▶ WRITTEN EXERCISE
Copy out each of the following rows word for word, in the same order.
------------------------------------------------
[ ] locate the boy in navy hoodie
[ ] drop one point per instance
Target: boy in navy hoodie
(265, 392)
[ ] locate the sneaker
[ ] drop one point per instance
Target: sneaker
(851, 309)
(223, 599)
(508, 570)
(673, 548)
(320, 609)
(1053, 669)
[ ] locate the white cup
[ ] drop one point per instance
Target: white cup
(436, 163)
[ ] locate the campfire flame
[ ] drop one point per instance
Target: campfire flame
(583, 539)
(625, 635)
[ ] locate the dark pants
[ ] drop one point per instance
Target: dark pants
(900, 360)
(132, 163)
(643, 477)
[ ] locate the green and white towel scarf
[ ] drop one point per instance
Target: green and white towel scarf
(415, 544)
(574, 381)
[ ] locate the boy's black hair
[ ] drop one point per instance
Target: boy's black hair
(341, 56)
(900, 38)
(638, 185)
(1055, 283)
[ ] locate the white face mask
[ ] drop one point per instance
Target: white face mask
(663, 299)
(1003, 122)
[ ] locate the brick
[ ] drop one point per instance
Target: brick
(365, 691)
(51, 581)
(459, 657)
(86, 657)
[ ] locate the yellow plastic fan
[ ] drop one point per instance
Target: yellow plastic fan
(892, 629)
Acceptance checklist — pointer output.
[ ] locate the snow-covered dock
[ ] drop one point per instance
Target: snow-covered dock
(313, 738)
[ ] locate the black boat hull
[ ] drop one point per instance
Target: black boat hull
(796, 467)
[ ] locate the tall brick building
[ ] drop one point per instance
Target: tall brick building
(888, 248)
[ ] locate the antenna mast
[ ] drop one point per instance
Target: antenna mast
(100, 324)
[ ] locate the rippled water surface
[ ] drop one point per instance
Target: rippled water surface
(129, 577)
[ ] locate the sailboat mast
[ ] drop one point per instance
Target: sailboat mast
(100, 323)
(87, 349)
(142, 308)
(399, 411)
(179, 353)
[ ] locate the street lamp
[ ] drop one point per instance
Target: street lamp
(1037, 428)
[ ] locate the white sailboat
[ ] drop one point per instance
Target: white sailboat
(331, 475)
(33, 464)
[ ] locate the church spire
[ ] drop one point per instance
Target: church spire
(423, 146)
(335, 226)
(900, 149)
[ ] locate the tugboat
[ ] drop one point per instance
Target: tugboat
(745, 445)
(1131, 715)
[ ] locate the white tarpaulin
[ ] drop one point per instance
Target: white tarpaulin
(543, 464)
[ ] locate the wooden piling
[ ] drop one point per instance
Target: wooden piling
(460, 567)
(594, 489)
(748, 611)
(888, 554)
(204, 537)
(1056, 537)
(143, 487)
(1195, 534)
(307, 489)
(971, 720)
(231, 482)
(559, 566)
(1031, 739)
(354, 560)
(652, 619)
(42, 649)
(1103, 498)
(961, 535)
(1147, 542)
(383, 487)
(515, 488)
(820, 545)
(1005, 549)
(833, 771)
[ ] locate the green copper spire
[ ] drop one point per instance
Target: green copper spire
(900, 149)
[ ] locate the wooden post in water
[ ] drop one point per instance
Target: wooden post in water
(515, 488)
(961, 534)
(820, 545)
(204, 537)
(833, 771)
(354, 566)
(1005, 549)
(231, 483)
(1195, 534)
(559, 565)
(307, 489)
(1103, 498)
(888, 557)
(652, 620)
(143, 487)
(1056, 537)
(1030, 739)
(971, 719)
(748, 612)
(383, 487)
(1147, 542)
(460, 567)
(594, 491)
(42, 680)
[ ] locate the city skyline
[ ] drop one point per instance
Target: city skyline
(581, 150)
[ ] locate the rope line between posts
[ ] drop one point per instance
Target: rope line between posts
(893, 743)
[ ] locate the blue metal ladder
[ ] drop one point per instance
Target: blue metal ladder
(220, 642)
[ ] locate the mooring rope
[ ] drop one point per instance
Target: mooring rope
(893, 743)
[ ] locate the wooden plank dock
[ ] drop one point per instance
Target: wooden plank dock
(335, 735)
------------------------------------------------
▶ RESPONSE
[ ] locate the boy in navy hoodie
[ ] drop one point per instance
Target: boy in navy hoodie
(265, 392)
[ ] locate the sneaker
[ ] drop one point per instance
Target: sneaker
(851, 309)
(223, 599)
(508, 570)
(673, 548)
(320, 609)
(1053, 669)
[ ] locate the white cup
[ ] drop one point per instance
Target: white cup
(436, 163)
[ ] locate the campfire flame
[ ] drop one point per instance
Target: campfire flame
(583, 539)
(625, 635)
[ ] locate the dark pants
[ ] drop one point per instance
Target: dark pants
(900, 360)
(132, 163)
(643, 477)
[ ] locate the green and white towel scarf
[ ] drop one point per instance
Target: green and white towel scarf
(415, 544)
(574, 381)
[ ] locate the boy's black hair
[ ] drop one point per instance
Target: boy's black hair
(341, 56)
(900, 38)
(638, 185)
(1055, 283)
[ ] locate the white face mask
[ ] drop one point per instance
Target: white face mask
(663, 299)
(1003, 122)
[ ] locate the brick
[ ] drop one point per instance
Target: brick
(365, 691)
(51, 581)
(459, 657)
(86, 657)
[ ] locate the yellow plastic fan
[ ] drop one point per instance
Target: yellow plastic fan
(892, 629)
Acceptance checklist — pointer output.
[ ] locate the snow-covered dock
[ ] drop one point per instance
Target: snow-covered dock
(313, 738)
[ ] locate the black boat hull
[ ] drop one point per instance
Target: black boat hull
(796, 467)
[ ] locate the tall brick building
[ ] drop one point per instance
Target: tall brick building
(888, 248)
[ ] locate the antenna mast
[ ] drop one point per instance
Target: antenna mast
(100, 324)
[ ] locate the rippled water surface
[ ] drop one point per instance
Target: rippled water surface
(129, 577)
[ ] locate the sailboat mast
[ ] drop one point per instance
Target: sailboat mast
(100, 323)
(87, 349)
(142, 308)
(399, 411)
(179, 353)
[ ] locate the street lamp
[ ] drop one point per instance
Target: street lamp
(1037, 428)
[ ] locate the white sailboat
[ ] drop one point per instance
Target: white sailboat
(331, 475)
(33, 464)
[ ] locate the church spire
[ ] drop one point per instance
Target: church spire
(423, 146)
(335, 226)
(900, 149)
[ ] locate the tugboat
[ ] drop one point per instance
Target: tugboat
(745, 445)
(1131, 715)
[ ] locate the white tarpaulin
[ ] drop one point per instance
Target: white tarpaulin
(543, 464)
[ ] locate the wooden piling
[ ] drop one point per instance
Target: wooden piling
(460, 567)
(594, 489)
(748, 611)
(888, 554)
(204, 537)
(1056, 537)
(143, 487)
(1195, 534)
(307, 489)
(971, 720)
(231, 482)
(559, 566)
(1031, 739)
(354, 560)
(652, 619)
(42, 649)
(1103, 498)
(961, 535)
(1147, 542)
(383, 487)
(515, 488)
(820, 545)
(1005, 549)
(833, 771)
[ ] locate the green copper spire
[ ] drop one point per instance
Target: green copper spire
(900, 149)
[ ] locate the wooden post in water
[ ] drop one point per instance
Target: wooden post in water
(515, 488)
(961, 534)
(820, 545)
(204, 537)
(833, 771)
(354, 566)
(1005, 549)
(231, 483)
(1195, 534)
(559, 565)
(307, 489)
(1103, 498)
(888, 557)
(652, 620)
(143, 487)
(1056, 537)
(1030, 739)
(971, 719)
(748, 612)
(383, 487)
(1147, 542)
(460, 567)
(594, 491)
(42, 680)
[ ] locate the city skyline
[ ] drop one point per instance
Target: city skyline
(581, 150)
[ ] locate the rope line between posts
[ ] drop one point per instance
Target: rope line between posts
(893, 743)
[ ] locate the blue metal ladder
[ ] drop one point per instance
Target: blue metal ladder
(220, 642)
[ ] locate the mooring rope
[ ] drop one point per instance
Target: mooring rope
(893, 743)
[ ] locate the wooden plank dock
[ ] drop one point per instance
Target: wooden plank dock
(335, 735)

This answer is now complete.